====== SUPPLIED RECORDS

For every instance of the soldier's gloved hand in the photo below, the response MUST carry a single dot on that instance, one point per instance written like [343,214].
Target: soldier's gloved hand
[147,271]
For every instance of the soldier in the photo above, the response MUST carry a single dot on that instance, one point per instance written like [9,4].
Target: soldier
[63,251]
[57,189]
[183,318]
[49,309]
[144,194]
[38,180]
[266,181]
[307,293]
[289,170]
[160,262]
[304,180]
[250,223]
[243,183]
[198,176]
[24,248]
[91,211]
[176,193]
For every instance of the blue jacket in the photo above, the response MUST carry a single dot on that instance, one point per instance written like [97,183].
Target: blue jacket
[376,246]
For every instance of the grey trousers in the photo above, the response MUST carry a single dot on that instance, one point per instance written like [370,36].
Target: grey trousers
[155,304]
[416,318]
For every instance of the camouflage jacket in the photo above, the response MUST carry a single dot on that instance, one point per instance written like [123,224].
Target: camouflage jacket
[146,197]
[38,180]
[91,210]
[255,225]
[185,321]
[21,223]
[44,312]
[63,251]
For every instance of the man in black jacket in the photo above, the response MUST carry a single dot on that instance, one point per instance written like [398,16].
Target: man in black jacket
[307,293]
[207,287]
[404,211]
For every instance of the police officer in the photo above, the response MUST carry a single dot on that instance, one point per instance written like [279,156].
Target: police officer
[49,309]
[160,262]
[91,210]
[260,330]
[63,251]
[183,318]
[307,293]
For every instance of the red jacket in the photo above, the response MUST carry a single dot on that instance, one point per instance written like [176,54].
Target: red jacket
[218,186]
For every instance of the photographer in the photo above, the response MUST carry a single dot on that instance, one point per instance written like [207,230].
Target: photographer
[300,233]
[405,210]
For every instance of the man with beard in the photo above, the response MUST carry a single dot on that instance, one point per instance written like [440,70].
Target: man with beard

============

- GOAL OF THE EXERCISE
Extract all lines as given.

- COMPLETED EXERCISE
For every instance of the soldier's gloved hand in the photo below, the response MUST carry a single dot on that instance, one point per instance written like [343,214].
Target: soldier's gloved hand
[147,271]
For every instance of the soldier in the photo above, the response MUST carry a single dot on that instance, one point per instance written like [9,4].
Target: soldier
[63,251]
[57,189]
[183,318]
[49,309]
[144,194]
[38,180]
[266,181]
[307,293]
[289,170]
[160,262]
[304,180]
[250,223]
[243,183]
[198,176]
[24,248]
[91,211]
[176,193]
For every instance of the blue jacket in the photo above, the response MUST carry a single dot on that instance, one point per instance written like [97,183].
Target: blue jacket
[376,246]
For every instance of the grey trousers in the photo above, the response MUST carry a single dot on that instance, one point per instance written like [370,36].
Target: grey trousers
[155,304]
[416,318]
For every instance of the camouflage jacket in the photo above, the response MUST carry a single dot on that instance, one point per instance written like [123,224].
Target: camouflage jacket
[146,197]
[38,180]
[91,210]
[255,225]
[185,321]
[21,223]
[44,312]
[63,251]
For every instance of the man in black jacket in the photo above, the response MUST carry a single dot on that instance, one point per instance written like [398,16].
Target: man in black jacket
[307,293]
[207,287]
[404,211]
For every instance of the police officer in the photo above, the response MUST carry a single dot on that instance, one point per instance written like [279,156].
Target: police officer
[49,309]
[160,262]
[91,210]
[260,330]
[63,251]
[183,318]
[307,293]
For every instance of the red jacket in the photo above, the response MUST carry a single dot on that instance, one point per instance written like [176,54].
Target: red jacket
[218,186]
For every instance of the photographer in the photo above, the response MUST carry a single dot on that instance, one point per instance written like [207,230].
Target: photographer
[300,233]
[405,210]
For every instance of the man with beard in the photo above, the response MUST carry a single dot on that instance, one point per instance written like [440,70].
Target: man with beard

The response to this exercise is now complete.